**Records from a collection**
____________

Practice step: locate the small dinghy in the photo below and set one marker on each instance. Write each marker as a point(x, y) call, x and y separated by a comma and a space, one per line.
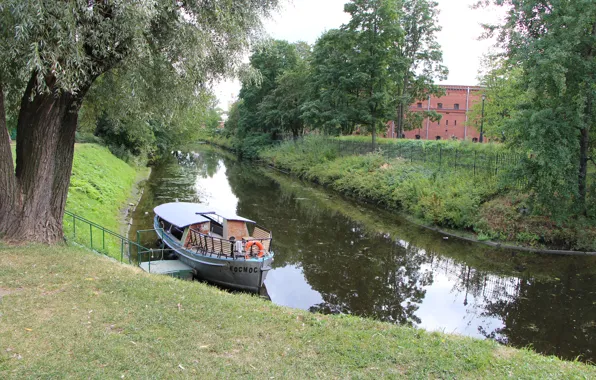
point(221, 247)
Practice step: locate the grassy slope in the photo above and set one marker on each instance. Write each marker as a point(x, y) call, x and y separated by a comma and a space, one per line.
point(100, 185)
point(70, 313)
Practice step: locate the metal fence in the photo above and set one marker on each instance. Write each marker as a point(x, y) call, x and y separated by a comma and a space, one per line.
point(477, 162)
point(87, 233)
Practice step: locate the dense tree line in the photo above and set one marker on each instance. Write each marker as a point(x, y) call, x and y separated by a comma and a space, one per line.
point(541, 92)
point(358, 76)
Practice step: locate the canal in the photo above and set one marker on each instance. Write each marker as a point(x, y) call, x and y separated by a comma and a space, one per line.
point(334, 255)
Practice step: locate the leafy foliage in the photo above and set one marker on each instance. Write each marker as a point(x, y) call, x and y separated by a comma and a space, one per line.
point(554, 46)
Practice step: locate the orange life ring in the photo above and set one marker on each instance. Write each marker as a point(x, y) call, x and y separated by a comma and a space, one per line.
point(258, 244)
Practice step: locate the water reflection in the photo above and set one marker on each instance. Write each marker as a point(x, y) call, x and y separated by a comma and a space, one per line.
point(337, 256)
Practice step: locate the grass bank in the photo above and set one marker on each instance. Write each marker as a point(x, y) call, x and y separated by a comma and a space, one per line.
point(452, 199)
point(101, 188)
point(79, 315)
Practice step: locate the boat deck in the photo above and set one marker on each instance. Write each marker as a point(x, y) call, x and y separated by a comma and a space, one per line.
point(174, 268)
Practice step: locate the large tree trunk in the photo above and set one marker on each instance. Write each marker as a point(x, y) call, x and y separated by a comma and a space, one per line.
point(8, 183)
point(584, 146)
point(34, 204)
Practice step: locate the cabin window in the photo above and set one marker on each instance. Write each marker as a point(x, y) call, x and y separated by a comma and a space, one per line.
point(164, 224)
point(177, 232)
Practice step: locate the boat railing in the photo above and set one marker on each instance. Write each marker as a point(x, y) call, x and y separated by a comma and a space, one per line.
point(213, 245)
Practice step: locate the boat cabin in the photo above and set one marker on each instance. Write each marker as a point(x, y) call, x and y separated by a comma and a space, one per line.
point(210, 230)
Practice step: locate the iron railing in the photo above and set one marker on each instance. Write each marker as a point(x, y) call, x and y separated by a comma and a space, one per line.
point(99, 239)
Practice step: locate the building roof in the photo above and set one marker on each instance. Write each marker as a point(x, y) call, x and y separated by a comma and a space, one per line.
point(184, 214)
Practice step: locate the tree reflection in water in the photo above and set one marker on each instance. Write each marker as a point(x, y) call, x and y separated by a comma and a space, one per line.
point(366, 263)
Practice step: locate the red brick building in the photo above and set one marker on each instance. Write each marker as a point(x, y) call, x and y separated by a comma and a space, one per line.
point(454, 106)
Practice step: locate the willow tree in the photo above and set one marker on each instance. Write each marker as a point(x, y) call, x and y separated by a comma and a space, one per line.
point(53, 51)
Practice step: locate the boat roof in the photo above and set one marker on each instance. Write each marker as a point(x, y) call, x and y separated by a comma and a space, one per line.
point(184, 214)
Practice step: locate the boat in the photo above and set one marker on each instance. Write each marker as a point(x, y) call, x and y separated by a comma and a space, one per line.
point(221, 247)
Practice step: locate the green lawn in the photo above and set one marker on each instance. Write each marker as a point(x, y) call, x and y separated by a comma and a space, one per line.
point(69, 313)
point(100, 189)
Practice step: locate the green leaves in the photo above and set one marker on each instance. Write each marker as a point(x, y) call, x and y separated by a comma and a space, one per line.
point(552, 46)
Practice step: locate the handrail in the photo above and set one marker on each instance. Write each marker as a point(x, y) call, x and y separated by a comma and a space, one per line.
point(214, 245)
point(141, 250)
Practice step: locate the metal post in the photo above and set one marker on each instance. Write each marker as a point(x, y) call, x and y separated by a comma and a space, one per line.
point(482, 119)
point(475, 163)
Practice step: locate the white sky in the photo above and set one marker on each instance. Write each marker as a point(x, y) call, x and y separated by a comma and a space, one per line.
point(306, 20)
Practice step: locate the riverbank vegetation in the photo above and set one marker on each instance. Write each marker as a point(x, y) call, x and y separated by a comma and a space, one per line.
point(541, 110)
point(135, 68)
point(77, 314)
point(484, 204)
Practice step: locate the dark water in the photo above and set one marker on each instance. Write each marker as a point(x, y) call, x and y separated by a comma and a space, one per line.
point(334, 255)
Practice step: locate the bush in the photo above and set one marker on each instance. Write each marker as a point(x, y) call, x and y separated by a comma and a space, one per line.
point(252, 145)
point(88, 138)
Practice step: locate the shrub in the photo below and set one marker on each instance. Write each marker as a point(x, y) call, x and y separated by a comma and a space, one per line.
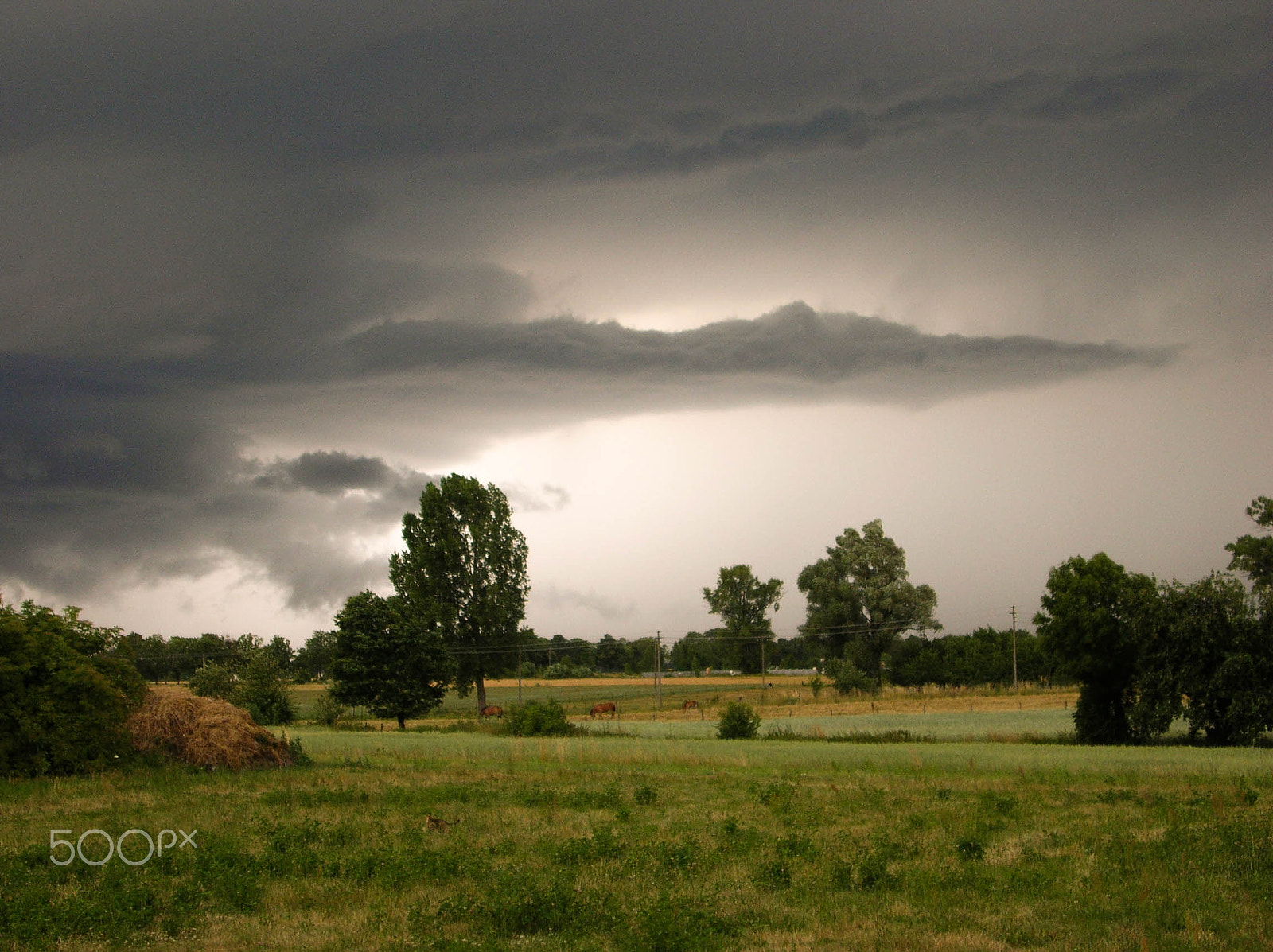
point(815, 685)
point(213, 680)
point(263, 693)
point(538, 719)
point(848, 678)
point(738, 722)
point(329, 712)
point(564, 668)
point(64, 700)
point(260, 690)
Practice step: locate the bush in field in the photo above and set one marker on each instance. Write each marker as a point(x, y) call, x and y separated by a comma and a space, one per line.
point(848, 678)
point(738, 722)
point(538, 719)
point(213, 680)
point(328, 710)
point(564, 668)
point(259, 689)
point(263, 693)
point(64, 699)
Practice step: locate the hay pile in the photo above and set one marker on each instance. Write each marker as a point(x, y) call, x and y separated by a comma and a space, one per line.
point(204, 732)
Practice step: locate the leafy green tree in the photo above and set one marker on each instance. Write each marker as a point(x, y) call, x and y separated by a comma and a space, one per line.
point(859, 597)
point(1215, 649)
point(1095, 620)
point(64, 697)
point(698, 652)
point(387, 659)
point(847, 678)
point(611, 655)
point(258, 686)
point(263, 691)
point(313, 659)
point(742, 601)
point(1253, 555)
point(213, 680)
point(280, 649)
point(464, 574)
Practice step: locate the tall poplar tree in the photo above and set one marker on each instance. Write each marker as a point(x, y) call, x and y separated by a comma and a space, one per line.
point(861, 598)
point(464, 572)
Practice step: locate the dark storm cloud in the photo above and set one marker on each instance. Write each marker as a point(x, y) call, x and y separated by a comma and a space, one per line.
point(182, 188)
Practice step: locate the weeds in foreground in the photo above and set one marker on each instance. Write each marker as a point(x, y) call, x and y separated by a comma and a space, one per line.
point(659, 846)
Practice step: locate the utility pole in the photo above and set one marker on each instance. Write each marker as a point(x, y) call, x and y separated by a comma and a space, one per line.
point(659, 670)
point(1015, 685)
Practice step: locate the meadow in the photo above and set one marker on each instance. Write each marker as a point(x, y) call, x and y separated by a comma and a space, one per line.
point(461, 839)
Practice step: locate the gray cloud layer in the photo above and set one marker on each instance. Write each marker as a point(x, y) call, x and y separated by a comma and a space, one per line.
point(182, 191)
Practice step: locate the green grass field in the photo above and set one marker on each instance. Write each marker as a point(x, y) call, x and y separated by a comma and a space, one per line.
point(469, 840)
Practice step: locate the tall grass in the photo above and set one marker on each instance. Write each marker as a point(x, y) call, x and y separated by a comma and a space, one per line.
point(454, 840)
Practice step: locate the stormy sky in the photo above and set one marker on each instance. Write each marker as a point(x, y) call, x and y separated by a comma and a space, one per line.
point(695, 284)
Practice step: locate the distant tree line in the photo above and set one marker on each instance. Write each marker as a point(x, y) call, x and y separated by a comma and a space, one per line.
point(1146, 652)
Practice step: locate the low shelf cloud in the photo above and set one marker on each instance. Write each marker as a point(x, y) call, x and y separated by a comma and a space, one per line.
point(269, 270)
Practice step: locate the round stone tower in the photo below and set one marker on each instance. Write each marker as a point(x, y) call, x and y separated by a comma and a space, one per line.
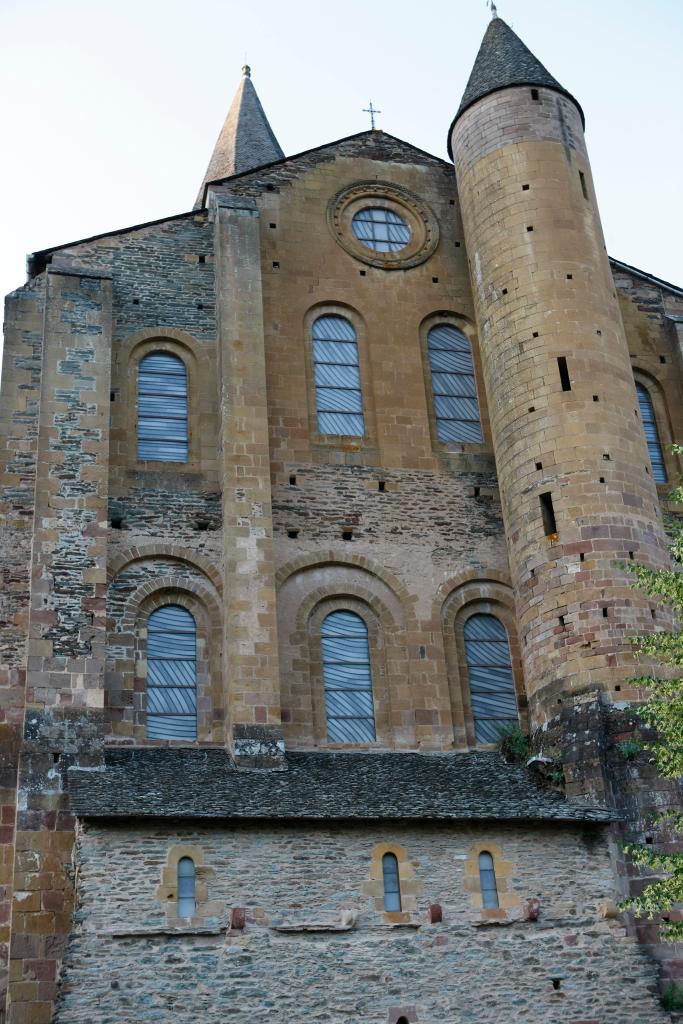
point(573, 470)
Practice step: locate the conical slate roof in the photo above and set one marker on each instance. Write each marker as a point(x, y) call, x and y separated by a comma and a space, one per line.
point(503, 60)
point(246, 140)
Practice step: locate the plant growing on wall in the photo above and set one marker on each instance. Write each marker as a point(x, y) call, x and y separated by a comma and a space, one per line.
point(664, 711)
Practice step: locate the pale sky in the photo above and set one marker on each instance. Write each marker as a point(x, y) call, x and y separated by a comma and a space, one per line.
point(110, 109)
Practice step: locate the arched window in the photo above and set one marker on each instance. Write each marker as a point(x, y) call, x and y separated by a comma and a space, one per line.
point(162, 408)
point(338, 397)
point(391, 883)
point(171, 674)
point(487, 881)
point(347, 680)
point(651, 434)
point(491, 679)
point(454, 388)
point(186, 881)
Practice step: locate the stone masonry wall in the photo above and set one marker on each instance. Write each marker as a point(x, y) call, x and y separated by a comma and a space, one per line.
point(573, 469)
point(131, 960)
point(18, 429)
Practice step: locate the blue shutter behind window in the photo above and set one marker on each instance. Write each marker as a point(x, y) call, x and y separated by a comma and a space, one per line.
point(186, 888)
point(338, 396)
point(454, 388)
point(171, 674)
point(346, 676)
point(391, 882)
point(162, 408)
point(491, 679)
point(487, 881)
point(651, 434)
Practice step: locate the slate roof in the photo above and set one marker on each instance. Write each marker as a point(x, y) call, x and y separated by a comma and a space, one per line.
point(246, 140)
point(205, 783)
point(504, 60)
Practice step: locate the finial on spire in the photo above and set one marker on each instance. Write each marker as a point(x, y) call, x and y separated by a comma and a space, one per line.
point(371, 110)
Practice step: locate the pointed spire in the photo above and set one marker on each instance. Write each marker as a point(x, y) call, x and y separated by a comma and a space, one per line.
point(246, 140)
point(503, 60)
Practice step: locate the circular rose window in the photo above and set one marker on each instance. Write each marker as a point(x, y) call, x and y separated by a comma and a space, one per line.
point(383, 224)
point(381, 229)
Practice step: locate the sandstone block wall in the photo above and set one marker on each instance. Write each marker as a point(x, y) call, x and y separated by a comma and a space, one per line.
point(544, 291)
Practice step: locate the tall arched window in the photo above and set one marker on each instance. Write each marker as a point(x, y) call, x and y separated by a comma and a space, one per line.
point(391, 882)
point(171, 674)
point(338, 396)
point(162, 408)
point(454, 387)
point(651, 434)
point(491, 679)
point(186, 887)
point(347, 680)
point(487, 881)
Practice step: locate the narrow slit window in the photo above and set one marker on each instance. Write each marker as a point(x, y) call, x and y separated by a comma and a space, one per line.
point(171, 674)
point(651, 434)
point(391, 883)
point(487, 881)
point(564, 373)
point(454, 386)
point(347, 680)
point(162, 408)
point(491, 679)
point(337, 375)
point(548, 513)
point(186, 888)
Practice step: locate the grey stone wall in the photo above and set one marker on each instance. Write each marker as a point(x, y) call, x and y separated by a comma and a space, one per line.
point(157, 274)
point(126, 963)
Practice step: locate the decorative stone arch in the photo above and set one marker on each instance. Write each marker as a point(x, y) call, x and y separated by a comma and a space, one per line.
point(504, 869)
point(336, 558)
point(167, 891)
point(202, 399)
point(658, 398)
point(126, 685)
point(171, 551)
point(468, 328)
point(334, 308)
point(411, 887)
point(482, 595)
point(308, 593)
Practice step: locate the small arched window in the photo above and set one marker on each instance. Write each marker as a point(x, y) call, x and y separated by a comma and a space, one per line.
point(651, 434)
point(337, 375)
point(347, 679)
point(171, 674)
point(454, 387)
point(162, 408)
point(487, 881)
point(186, 885)
point(391, 882)
point(491, 679)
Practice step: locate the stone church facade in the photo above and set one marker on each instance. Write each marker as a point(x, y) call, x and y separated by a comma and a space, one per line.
point(305, 495)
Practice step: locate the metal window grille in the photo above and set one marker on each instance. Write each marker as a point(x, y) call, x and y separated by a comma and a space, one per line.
point(186, 885)
point(162, 408)
point(487, 881)
point(381, 229)
point(491, 679)
point(347, 680)
point(454, 387)
point(171, 674)
point(651, 434)
point(391, 883)
point(338, 396)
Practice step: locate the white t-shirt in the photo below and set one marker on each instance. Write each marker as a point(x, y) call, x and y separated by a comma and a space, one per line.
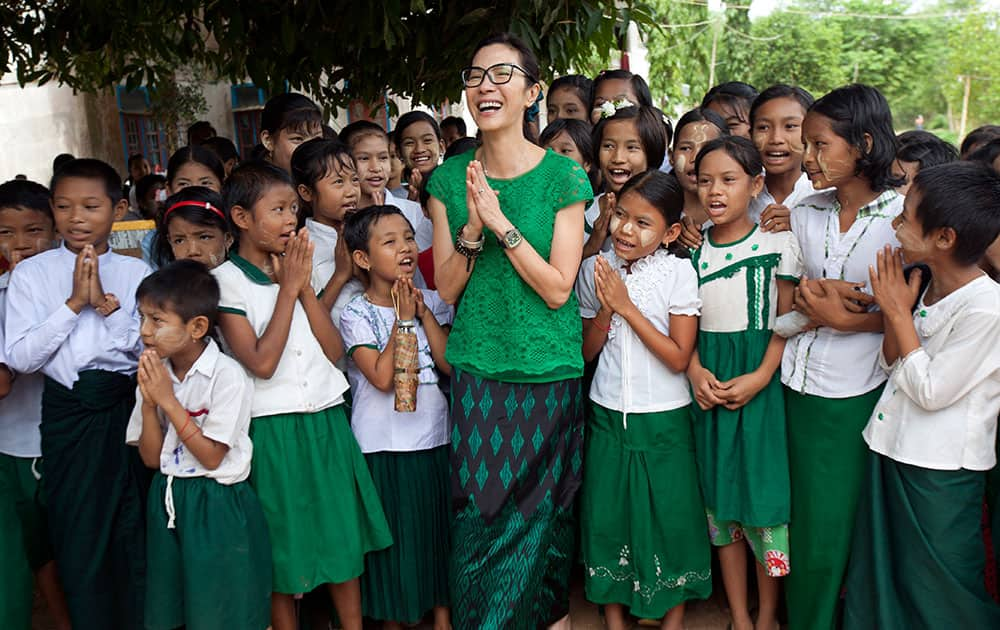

____________

**WHAT YOU WILL DO**
Can you render the listing above as a numbered list, beginning at the line that has "Practice step: locate the grey" and stopping after the line that has "point(126, 963)", with blank lines left out?

**RESPONSE TO THE TASK**
1. Practice step: locate the grey stone wall in the photo above and set one marker on each instance. Write each marker as a point(x, y) call, x and y separated by a comma and a space, one per line.
2. point(157, 274)
3. point(126, 963)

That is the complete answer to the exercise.